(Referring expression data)
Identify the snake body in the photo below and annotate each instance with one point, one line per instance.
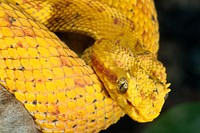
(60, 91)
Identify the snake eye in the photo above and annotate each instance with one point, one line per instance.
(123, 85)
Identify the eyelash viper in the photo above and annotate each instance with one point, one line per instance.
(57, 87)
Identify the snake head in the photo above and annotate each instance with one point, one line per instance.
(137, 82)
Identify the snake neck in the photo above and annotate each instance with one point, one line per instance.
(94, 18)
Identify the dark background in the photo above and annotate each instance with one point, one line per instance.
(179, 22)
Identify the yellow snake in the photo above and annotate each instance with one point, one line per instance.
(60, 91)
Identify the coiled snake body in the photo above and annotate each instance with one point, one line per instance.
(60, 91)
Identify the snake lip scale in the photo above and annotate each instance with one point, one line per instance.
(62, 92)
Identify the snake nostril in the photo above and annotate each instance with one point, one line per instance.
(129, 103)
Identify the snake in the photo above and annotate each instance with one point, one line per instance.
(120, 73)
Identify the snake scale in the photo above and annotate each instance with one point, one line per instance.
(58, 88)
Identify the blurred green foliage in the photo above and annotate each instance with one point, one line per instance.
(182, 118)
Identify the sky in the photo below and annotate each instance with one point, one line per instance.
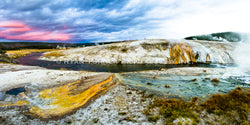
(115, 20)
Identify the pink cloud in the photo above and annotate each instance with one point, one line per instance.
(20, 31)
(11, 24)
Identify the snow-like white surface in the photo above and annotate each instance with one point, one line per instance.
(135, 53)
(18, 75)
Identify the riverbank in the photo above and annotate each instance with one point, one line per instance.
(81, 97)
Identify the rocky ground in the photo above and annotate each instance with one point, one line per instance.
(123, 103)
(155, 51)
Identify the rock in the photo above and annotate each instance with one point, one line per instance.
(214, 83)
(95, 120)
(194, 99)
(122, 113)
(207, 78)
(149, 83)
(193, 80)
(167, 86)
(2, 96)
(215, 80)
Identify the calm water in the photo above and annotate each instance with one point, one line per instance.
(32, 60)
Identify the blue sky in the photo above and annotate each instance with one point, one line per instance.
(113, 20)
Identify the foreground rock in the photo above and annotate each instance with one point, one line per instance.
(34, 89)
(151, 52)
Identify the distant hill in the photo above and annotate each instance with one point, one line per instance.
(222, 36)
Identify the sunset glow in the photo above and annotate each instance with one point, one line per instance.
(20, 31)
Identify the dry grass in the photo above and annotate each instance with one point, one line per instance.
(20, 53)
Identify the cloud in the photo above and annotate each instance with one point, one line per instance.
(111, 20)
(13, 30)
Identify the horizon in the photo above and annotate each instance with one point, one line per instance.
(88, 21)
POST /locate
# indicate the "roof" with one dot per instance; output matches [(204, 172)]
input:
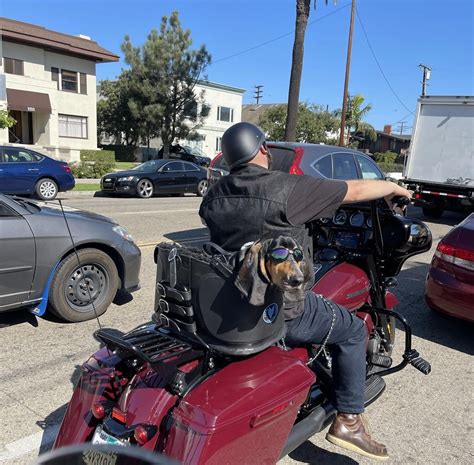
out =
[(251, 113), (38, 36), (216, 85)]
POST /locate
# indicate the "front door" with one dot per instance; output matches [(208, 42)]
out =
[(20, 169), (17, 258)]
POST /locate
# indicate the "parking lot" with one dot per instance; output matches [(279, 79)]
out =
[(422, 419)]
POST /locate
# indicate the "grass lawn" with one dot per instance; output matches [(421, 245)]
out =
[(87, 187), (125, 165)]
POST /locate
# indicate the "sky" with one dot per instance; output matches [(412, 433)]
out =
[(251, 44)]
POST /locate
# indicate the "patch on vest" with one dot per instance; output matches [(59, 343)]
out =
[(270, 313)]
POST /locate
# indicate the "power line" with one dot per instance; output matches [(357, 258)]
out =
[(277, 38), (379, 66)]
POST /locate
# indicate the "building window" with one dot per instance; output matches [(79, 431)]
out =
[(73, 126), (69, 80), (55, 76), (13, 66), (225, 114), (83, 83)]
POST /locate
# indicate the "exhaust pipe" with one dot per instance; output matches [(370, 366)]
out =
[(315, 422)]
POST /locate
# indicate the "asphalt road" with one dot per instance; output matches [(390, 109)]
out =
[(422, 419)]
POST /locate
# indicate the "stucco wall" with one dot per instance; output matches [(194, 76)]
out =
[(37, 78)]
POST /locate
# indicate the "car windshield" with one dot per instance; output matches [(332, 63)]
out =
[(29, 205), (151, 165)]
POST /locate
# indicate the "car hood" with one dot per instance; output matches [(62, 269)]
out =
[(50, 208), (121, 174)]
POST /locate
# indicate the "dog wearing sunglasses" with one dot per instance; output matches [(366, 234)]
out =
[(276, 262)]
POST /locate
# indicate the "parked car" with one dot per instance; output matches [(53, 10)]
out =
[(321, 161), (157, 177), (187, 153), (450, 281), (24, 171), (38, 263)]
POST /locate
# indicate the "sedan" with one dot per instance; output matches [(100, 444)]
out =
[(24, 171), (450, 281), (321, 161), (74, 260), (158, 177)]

Goal of the exercise -
Skipping all images, print the data above a second time exactly.

Final answer -
Identify the snake body in the photo below and annotate each instance with one point, one line per instance.
(60, 91)
Identify the snake eye in the photo above and annotate each instance with one point, one line per instance.
(123, 85)
Identify the eyelash viper in the photo above and annotate each instance with one point, one line per instance.
(57, 87)
Identify the snake head in the photo above and annotate each instance with one point, one line per instance.
(137, 82)
Identify the snake neck in the photo above and annotate each instance with one point, one line per instance.
(94, 18)
Identify the dark background in the photo above and annotate each instance with one point, one line per instance.
(179, 22)
Identify the yellow snake in the photo above and annotate each instance with one point, one line per instance.
(60, 91)
Identify the coiled snake body in the photo above and annotate each instance with one point, one line per instance.
(60, 91)
Identify the snake lip scale in the photo above and annotate each instance with one point, one line per instance.
(62, 92)
Identify the snake nostril in the photo above and annotate each instance with one point, one line per instance.
(129, 103)
Identify the snake in the photo above and annotate each instance with one point, one line per instance.
(120, 73)
Identify the snake scale in the photo above and annotate each instance with one point, one line per instance.
(58, 88)
Identify the blurred green foliage in the photo above and annotate each instance with one point, one line per instance.
(182, 118)
Identify the sky in the photo below and annotate each instance with one point, one line per instance.
(115, 20)
Identify the pink cloud in the photo above and annotate each instance with one point, one line per instance.
(20, 31)
(11, 24)
Identify the snow-like white surface in the photo above and annotate each instance with one point, one line per instance.
(135, 53)
(18, 75)
Identify the riverbank in the photo above and annotate each instance with one point, one line per instance.
(81, 97)
Identify the rocky ground in the photo above and annotate each instance with one point, one line per instance.
(123, 103)
(155, 51)
Identify the rock in the photo above and annotate each instance with one point, one line per instance.
(214, 83)
(95, 120)
(194, 99)
(122, 113)
(207, 78)
(149, 83)
(193, 80)
(167, 86)
(2, 96)
(215, 80)
Identify the calm water in the photo above and annotate each instance with one point, one line per instance.
(32, 60)
Identify the blue sky in the photo above and annotate each instance with one point, one line per instance.
(113, 20)
Identify the foreground rock in the photo above and annotate each instance with one point, one line per instance.
(34, 89)
(151, 52)
Identify the distant hill in the photo above and annotate each instance with one point, one line per instance.
(222, 36)
Identify the sunset glow in the photo above and annotate each instance with one point, one line per instance.
(20, 31)
Identify the dry grass in the photo above and annotate each instance with one point, one line per instance.
(20, 53)
Identify the cloud in the photo above and annotate each instance with one point, one line per instance.
(111, 20)
(13, 30)
Identify the horizon in the photo above and annotate each instance with one point, one line per instance.
(88, 21)
POST /locate
# indicate the "roof" with one dot per instance; output matches [(204, 172)]
input:
out =
[(251, 113), (38, 36), (216, 85)]
POST /locate
# indicate the "front door" with one dot per instance; output matches [(208, 42)]
out =
[(20, 169), (17, 258)]
POST /locate
# indicate the "parking lot" with one dot per instance; output matches [(279, 79)]
out =
[(422, 419)]
POST /locate
# indicate the "grass lawn" with one dot per instance; output matches [(421, 245)]
out =
[(87, 187), (125, 165)]
POST /locate
# indicate the "sky" with one dot per instance; output matches [(412, 433)]
out =
[(251, 44)]
POST /locate
# indicate the "patch on vest" with one dot per instance; output matches [(59, 343)]
out =
[(270, 313)]
POST /locate
# indicate the "power line" with one dot per instance; output matches [(357, 258)]
out =
[(277, 38), (379, 66)]
POST /locate
# indicate the "building window" with one dot per instance; output matches [(79, 431)]
out =
[(73, 126), (69, 80), (55, 76), (13, 66), (225, 114), (83, 83)]
POST /locate
# indicate the "exhaust pipe" with one dot per instance; output matches [(370, 366)]
out =
[(315, 422)]
POST /locate
# indicate the "asphalt road" with one dot per instance; output matches [(390, 109)]
out =
[(422, 419)]
POST /locate
# indicate the "stucco wall" with one dot per instance; output matches [(194, 76)]
out =
[(37, 78)]
POST /locate
# indicate the "car windshield" with one dot per instance; output matches [(332, 63)]
out =
[(29, 205), (151, 165)]
POST /locate
# indicate the "car hood" with one dot per instance; output matches [(62, 269)]
out =
[(50, 208), (121, 174)]
POST /locate
# indicate the "dog wearing sunglasses" with one dot per instance; output matches [(366, 234)]
out =
[(276, 262)]
POST /locate
# indicate the "parked car" with one dot per instance; output matches [(53, 10)]
out =
[(321, 161), (157, 177), (187, 153), (450, 281), (24, 171), (38, 263)]
POST /locate
# indicate the "sedan" with one dot per instance; output matches [(100, 444)]
out =
[(24, 171), (450, 281), (321, 161), (74, 260), (158, 177)]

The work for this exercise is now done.